- WORK TO COMPLETE:
Extend the interview transcript about what 100 times more computing power could be used for, picking up after its final line.

- STUDY TEXT:
■ ■ ■ ■ ■
English subtitles

← More Computing power - Intro to Parallel Programming

Get Embed Code
2 Languages

Showing Revision 6 created 05/25/2016 by Udacity Robot.

  1. One of the questions I ask the students in the classes that I teach is,
  2. "What are you going to do with 100 times more compute?"
  3. And sometimes that's a really hard question for them.
  4. There's a lot of head scratching both in terms of what can we do with a super computer that's 100 times more powerful
  5. and what can you do with something on your desk or in your pocket?
  6. -Where do you see us going in this direction?
    -Yeah, well I I have an insatiable appetite for FLOPs.
  7. I would have no trouble using 100 or even 1,000 or even 10,000 times more compute.
  8. A lot of what I do is designing computers,
  9. and a lot of that involves prototyping and simulation new computer designs.
  10. I'm always frustrated about how those simulations run.
  11. So of I could run RTL simulations of a new computer 100 times faster,
  12. it would enable me to be much more productive in trying out new ideas for computer design.
  13. Same for circuit simulations.
  14. I spend a lot of time waiting for circuit simulation to converge.
  15. If I could run it 100 times faster, I could not just run one simulation but run whole parameter sweeps at once
  16. and do optimizations the same time I'm simulating.
  17. Another thing is also you look at the computers in your car.
  18. I mean our Tegra processors are actually designed into lots of different automobiles,
  19. including the Tesla Model S, the Motor Trend Car of the Year,
  20. but also Audis and BMWs and all sorts of Fords have Tegras in them.
  21. And the applications people are starting to use for these mobile processors in cars
  22. involve having lots of computer vision to look at what people inside the car are doing,
  23. look at what people outside of the car are doing.
  24. And in many ways it makes your cars much safer by having the car aware of what's going on around it.
  25. It can in many ways compensate for the driver not being completely alert
  26. or perhaps texting or doing something they shouldn't be doing.
  27. And in mobile devices I think there are a lot of compelling applications
  28. in both computational photography and augmented reality.
  29. If your mobile device is constantly aware of what's around you, it can be informing you.
  30. Oh, I think you're hungry.
■ ■ ■ ■ ■
- RAW DATA:

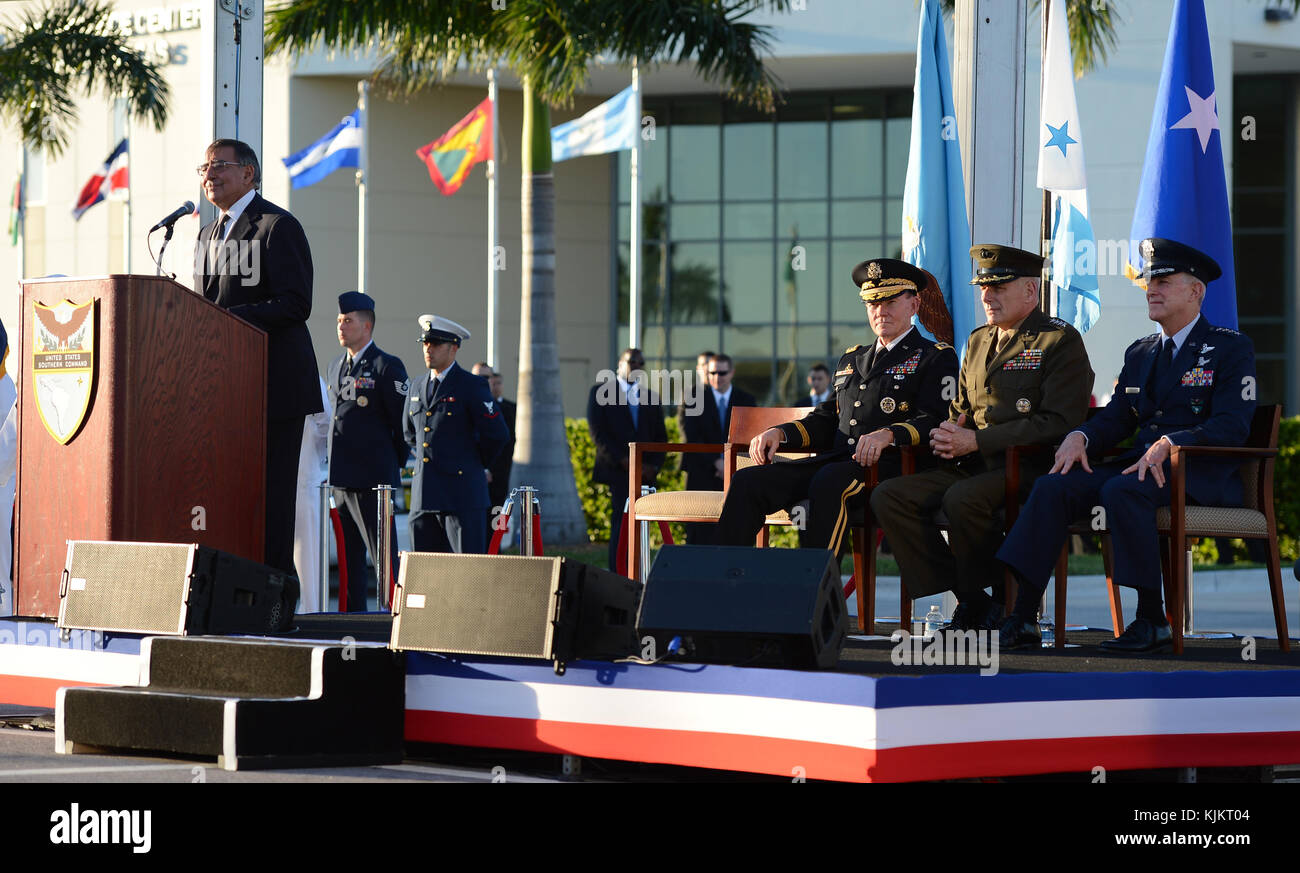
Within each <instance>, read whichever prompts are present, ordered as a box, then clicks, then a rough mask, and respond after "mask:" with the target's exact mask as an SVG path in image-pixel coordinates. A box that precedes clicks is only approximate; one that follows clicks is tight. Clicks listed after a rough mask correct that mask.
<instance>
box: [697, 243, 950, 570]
mask: <svg viewBox="0 0 1300 873" xmlns="http://www.w3.org/2000/svg"><path fill="white" fill-rule="evenodd" d="M933 281H935V279H933V277H932V275H930V273H927V272H926V270H922V269H919V268H917V266H913V265H911V264H907V262H905V261H896V260H893V259H888V257H880V259H876V260H874V261H863V262H862V264H859V265H858V266H855V268H854V269H853V283H854V287H857V288H858V290H859V292H858V295H859V296H861V297H862V300H863V303H866V305H867V316H868V318H870V321H871V329H872V330H874V331H875V333H876V336H878V339H876V342H875V343H874V344H872V346H871V347H870V348H863V347H862V346H854V347H853V348H850V349H848V351H846V352H845V355H844V357H841V359H840V365H839V366H837V368H836V372H835V382H833V385H832V395H831V398H829V399H828V400H826V401H824V403H822V404H820V405H818V407H815V408H814V409H813V412H810V413H809V414H807V416H805V417H803V418H802V420H800V421H792V422H789V424H785V425H781V426H780V427H771V429H768V430H764V431H763V433H762V434H759V435H758V437H755V438H754V440H753V442H751V443H750V446H749V451H750V457H751V459H753V460H754V461H755V462H757V464H759V466H748V468H745V469H742V470H738V472H737V473H736V474H733V475H732V482H731V490H729V491H728V492H727V500H725V503H724V504H723V513H722V517H720V518H719V520H718V527H719V531H718V537H719V542H720V543H723V544H728V546H753V544H754V538H755V535H757V534H758V531H759V529H761V527H762V526H763V518H766V517H767V514H768V513H771V512H775V511H777V509H787V508H790V507H793V505H794V504H797V503H798V501H800V500H803V499H805V498H807V499H809V518H807V524H806V525H805V526H803V529H802V530H801V531H800V542H801V544H802V546H803V547H805V548H829V550H831V551H833V552H836V553H839V551H840V544H841V543H842V540H844V531H845V530H846V529H848V526H849V525H848V509H846V507H848V505H850V504H849V501H850V500H852V499H853V498H854V496H855V495H858V494H861V492H862V491H863V488H866V477H867V472H866V468H868V466H871V465H874V464H878V462H879V465H880V468H879V473H880V478H881V479H884V478H885V477H892V475H898V473H900V472H901V469H900V468H901V464H900V461H898V459H897V457H896V456H881V452H883V451H884V449H885V447H888V446H894V444H898V446H917V444H919V443H920V440H922V435H923V434H927V433H930V429H931V427H933V426H935V425H937V424H939V422H940V421H943V420H944V417H945V416H946V411H948V399H946V398H945V388H946V391H948V394H949V395H950V394H952V391H953V387H954V383H956V378H957V353H956V352H953V347H952V346H948V344H943V343H935V342H932V340H930V339H926V338H924V336H922V335H920V331H918V330H917V329H915V327H913V326H911V317H913V316H915V314H917V312H918V308H919V305H920V297H919V294H920V291H922V290H923V288H924V286H926V285H927V283H928V282H933ZM945 382H946V385H945ZM783 447H784V449H785V451H792V452H803V451H814V452H818V455H816V456H815V457H809V459H800V460H793V461H787V462H779V464H774V462H772V460H774V453H775V452H779V451H781V448H783Z"/></svg>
■ ■ ■ ■ ■
- RESULT OF THIS TASK:
  31. Here's a place that has gyros that I know you like
  32. because I have your profile of your likes and dislikes. Maybe you should stop for lunch.
  33. Or a block away is this guy who you really don't like.
  34. Maybe you should turn right at this corner and avoid running into him.
  35. In many ways, I think it sort of evolved to having your computing devices becoming your personal assistant.
  36. I always liked Jeeves in the Iron Man movies.
  37. I would like to have a device I can kind of talk to that is aware
  38. of the environment around me and can be basically a brain amplifier for me.
  39. It can sort of remember things that I forget
  40. and tell me about things in my environment and basically assist me in going through my day,
  41. both on professional and personal bases.
  42. So one of the goals of the supercomputer industry is to get up to—the term they use is exascale
  43. that they'd like to do 10 ^ 18 FLOPs per second.
  44. Certainly, Nvidia is going to be interested in being in those computers. What are we going to use that for?
  45. Well, I think first of all, there's nothing magical about an exascale.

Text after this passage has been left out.